• _Brief 1_
For each statement marked (a), (b), and (c), please say whether it agrees with the Kylie Jenner article below, answering yes or no and quoting the words from the article that decide it.
(a) Global Brand Group runs several Kardashian-Jenner family brands.
(b) Global Brand Group cited COVID-era uncertainty when it dissolved its Bangladesh-based operations.
(c) The garment workers being stiffed are in India.
• _Brief 2_
Use the Kylie Jenner article below to answer each question.
(a) What product is Kylie Jenner already infamous for selling?
(b) Where did Kim Kardashian West, Kylie Jenner, and Kris Jenner host a dinner?
(c) What have the garment workers long lacked?
• _Brief 3_
Write the next part of the Kylie Jenner article below, beginning after its final sentence.

• _Passage for review_
········

Kylie Jenner’s Clothing Brand Is Stiffing Workers. It’s Time to Organize the Stans.

Kylie Jenner’s clothing line is stiffing garment workers in Bangladesh, who have long lacked the bargaining power to improve their conditions. But the industry is changing — and consumer action linked to workplace militancy could actually win gains for these workers.

Kardashian/Jenner App Launch Preview At Nobu Malibu, CA

Kim Kardashian West, Kylie Jenner, and Kris Jenner host a dinner in Malibu, California. (Photo by Charley Gallay / Getty Images for Kardashian / Jenner Apps)


Kylie Jenner, already infamous for selling diet tea that causes explosive diarrhea, is now embroiled in a different kind of scandal: stiffing garment workers on pay. Global Brand Group, the entity that runs several Kardashian-Jenner family brands, has come under fire for dissolving its Bangladesh-based operations (citing COVID-era uncertainty), leaving thousands of workers “starving” and angry.

········

(Dataset entries)
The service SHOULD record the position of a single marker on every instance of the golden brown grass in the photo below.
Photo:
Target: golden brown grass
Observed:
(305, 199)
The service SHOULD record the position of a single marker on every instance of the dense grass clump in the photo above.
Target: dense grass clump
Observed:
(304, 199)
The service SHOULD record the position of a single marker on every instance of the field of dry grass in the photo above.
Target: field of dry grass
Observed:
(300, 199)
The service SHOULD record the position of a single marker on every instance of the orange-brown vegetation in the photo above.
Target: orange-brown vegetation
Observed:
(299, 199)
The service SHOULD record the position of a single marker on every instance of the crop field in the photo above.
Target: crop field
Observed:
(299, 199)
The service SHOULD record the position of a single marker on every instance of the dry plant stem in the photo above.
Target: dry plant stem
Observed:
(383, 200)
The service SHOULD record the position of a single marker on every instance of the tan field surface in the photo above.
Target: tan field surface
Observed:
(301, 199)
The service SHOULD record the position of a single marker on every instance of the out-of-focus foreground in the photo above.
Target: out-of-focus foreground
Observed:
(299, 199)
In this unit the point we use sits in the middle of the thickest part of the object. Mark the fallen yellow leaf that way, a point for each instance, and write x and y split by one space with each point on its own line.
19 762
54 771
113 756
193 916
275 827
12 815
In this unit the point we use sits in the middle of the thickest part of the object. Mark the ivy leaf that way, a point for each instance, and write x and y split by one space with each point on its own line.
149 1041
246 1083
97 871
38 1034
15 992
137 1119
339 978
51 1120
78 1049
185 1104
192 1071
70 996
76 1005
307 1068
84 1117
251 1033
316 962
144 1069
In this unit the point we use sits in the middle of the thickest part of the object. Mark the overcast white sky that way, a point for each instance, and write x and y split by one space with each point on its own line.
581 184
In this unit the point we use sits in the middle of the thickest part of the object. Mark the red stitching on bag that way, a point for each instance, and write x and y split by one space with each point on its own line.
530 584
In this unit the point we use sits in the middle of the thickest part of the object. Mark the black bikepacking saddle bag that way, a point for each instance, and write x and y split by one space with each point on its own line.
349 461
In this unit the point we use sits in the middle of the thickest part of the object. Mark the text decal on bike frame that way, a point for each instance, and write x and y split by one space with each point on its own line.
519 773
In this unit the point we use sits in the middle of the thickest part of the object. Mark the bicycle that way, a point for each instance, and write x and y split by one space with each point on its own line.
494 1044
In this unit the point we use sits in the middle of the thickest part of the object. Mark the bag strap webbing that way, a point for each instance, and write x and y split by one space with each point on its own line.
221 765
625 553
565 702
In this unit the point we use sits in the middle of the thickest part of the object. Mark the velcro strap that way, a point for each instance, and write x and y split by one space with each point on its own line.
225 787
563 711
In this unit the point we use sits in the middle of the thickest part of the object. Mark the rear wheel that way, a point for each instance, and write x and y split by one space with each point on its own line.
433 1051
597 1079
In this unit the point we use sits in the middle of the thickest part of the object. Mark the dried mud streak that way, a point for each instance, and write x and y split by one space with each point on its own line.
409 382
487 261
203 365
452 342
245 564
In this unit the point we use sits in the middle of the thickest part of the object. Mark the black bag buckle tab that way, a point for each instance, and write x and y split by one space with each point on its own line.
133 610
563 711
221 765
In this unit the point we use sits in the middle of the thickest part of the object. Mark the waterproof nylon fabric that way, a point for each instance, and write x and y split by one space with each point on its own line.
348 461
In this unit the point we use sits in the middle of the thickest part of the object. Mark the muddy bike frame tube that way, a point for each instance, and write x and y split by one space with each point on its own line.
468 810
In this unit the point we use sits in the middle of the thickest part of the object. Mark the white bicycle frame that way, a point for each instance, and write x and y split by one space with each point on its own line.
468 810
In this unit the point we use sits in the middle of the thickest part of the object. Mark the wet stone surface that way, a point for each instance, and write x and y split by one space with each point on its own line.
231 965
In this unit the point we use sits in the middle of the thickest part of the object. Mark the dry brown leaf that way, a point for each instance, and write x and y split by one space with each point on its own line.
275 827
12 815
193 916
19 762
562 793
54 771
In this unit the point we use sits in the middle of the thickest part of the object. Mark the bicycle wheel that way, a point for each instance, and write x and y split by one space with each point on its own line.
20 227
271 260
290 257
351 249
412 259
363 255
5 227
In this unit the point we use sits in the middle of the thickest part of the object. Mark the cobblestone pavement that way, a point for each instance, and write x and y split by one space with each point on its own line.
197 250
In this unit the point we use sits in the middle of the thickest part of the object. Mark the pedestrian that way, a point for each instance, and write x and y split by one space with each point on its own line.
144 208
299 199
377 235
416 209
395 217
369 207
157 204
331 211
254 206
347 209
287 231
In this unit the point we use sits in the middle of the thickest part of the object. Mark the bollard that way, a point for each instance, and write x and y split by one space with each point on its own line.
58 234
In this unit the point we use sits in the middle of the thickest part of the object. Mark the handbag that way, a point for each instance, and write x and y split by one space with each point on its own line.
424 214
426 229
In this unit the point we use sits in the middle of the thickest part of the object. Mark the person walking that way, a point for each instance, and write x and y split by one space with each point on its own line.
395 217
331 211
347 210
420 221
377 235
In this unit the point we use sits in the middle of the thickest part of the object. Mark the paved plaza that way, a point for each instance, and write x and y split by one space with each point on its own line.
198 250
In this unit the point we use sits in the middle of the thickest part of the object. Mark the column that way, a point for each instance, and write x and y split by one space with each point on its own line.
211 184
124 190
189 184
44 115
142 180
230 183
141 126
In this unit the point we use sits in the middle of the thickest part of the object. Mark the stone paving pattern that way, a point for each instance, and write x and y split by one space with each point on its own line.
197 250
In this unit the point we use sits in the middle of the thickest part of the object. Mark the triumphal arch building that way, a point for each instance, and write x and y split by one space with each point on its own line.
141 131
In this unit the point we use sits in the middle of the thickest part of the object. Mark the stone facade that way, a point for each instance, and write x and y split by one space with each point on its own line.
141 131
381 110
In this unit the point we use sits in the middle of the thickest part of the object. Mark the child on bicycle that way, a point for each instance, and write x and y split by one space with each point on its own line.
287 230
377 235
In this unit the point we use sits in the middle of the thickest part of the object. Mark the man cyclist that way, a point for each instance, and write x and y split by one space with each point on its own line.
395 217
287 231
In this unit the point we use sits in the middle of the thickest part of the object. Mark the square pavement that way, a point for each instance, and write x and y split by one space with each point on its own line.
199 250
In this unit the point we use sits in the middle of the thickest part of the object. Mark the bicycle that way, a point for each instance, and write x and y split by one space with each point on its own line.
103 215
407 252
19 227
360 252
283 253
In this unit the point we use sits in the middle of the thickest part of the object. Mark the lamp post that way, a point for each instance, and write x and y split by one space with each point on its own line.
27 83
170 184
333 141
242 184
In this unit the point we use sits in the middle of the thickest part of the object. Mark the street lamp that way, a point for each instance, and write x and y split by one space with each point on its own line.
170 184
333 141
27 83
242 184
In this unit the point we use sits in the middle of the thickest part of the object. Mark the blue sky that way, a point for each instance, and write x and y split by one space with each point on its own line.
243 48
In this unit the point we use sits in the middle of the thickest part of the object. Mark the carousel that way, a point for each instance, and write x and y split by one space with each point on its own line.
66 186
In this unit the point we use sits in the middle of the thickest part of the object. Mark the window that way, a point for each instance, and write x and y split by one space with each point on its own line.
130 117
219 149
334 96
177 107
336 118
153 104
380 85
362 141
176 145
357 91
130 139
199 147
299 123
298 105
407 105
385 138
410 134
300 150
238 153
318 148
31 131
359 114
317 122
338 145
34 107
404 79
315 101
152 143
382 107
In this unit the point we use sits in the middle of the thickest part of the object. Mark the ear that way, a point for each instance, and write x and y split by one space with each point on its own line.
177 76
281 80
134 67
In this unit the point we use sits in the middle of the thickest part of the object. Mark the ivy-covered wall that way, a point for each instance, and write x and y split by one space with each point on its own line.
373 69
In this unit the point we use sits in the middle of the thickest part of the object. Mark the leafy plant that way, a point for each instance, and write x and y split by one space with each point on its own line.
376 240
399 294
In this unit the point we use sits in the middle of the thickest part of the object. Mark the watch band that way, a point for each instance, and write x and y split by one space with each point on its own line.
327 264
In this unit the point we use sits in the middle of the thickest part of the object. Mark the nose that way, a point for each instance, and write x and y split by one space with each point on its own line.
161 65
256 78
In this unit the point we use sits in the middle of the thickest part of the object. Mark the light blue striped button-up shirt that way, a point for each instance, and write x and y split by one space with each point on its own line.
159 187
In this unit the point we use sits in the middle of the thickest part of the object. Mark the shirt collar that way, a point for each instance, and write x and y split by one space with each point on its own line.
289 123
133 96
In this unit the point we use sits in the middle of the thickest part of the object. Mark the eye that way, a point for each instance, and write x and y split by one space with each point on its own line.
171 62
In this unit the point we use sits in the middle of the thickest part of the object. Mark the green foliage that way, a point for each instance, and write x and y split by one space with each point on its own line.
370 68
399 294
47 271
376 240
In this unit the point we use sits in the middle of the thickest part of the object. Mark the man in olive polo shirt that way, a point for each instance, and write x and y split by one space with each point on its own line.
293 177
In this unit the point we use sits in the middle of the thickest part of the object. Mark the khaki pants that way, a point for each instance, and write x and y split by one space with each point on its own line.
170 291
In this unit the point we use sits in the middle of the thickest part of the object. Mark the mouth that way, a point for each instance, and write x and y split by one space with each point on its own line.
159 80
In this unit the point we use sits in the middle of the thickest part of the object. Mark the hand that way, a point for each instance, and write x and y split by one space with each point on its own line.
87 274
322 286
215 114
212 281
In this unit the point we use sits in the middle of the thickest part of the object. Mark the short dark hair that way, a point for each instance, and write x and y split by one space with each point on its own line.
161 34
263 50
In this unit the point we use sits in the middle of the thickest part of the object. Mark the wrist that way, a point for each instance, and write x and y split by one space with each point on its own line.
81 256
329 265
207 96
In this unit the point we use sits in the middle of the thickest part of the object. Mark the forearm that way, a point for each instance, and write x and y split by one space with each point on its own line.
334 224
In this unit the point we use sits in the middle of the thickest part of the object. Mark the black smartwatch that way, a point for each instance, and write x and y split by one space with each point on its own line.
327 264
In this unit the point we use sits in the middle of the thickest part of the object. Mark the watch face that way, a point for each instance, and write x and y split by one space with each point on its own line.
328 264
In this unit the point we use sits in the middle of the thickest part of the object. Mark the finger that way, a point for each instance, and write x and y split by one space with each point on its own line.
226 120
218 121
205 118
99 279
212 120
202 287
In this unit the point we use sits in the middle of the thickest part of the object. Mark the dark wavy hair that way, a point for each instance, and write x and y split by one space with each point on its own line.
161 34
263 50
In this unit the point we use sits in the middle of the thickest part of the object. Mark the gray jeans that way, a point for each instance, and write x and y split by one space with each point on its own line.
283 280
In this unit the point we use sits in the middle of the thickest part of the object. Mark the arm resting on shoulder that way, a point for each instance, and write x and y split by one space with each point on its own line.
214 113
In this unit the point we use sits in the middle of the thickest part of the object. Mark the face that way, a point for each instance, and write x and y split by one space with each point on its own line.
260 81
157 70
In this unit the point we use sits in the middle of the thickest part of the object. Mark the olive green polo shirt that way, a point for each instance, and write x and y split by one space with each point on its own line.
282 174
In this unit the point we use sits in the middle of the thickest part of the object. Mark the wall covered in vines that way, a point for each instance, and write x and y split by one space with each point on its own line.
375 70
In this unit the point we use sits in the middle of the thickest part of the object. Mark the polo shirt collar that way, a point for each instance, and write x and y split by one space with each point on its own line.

········

• _Task output 1_
(a) Yes: "Global Brand Group, the entity that runs several Kardashian-Jenner family brands"
(b) Yes: "dissolving its Bangladesh-based operations (citing COVID-era uncertainty)"
(c) No: "stiffing garment workers in Bangladesh"

• _Task output 2_
(a) Diet tea that causes explosive diarrhea
(b) Malibu, California
(c) The bargaining power to improve their conditions

• _Task output 3_
Fashion Nova, which runs rapper Cardi B’s line, has given similar reasons for pulling contracts in Los Angeles and throwing upwards of fifty thousand workers off payroll, most of them immigrant women who do not qualify for unemployment benefits. Such cut-and-run maneuvers are all too common in the garment industry, especially in Bangladesh.

Bangladesh is an industrial one-trick pony. Eighty-four percent of its export revenue comes from ready-made garments that workers (mostly women) churn out for primarily Western markets. However, since the COVID-19 pandemic, global demand has plummeted, brands and retailers have bailed on suppliers, and factories have shut down, laying off a million garment workers — a quarter of the country’s garment labor force.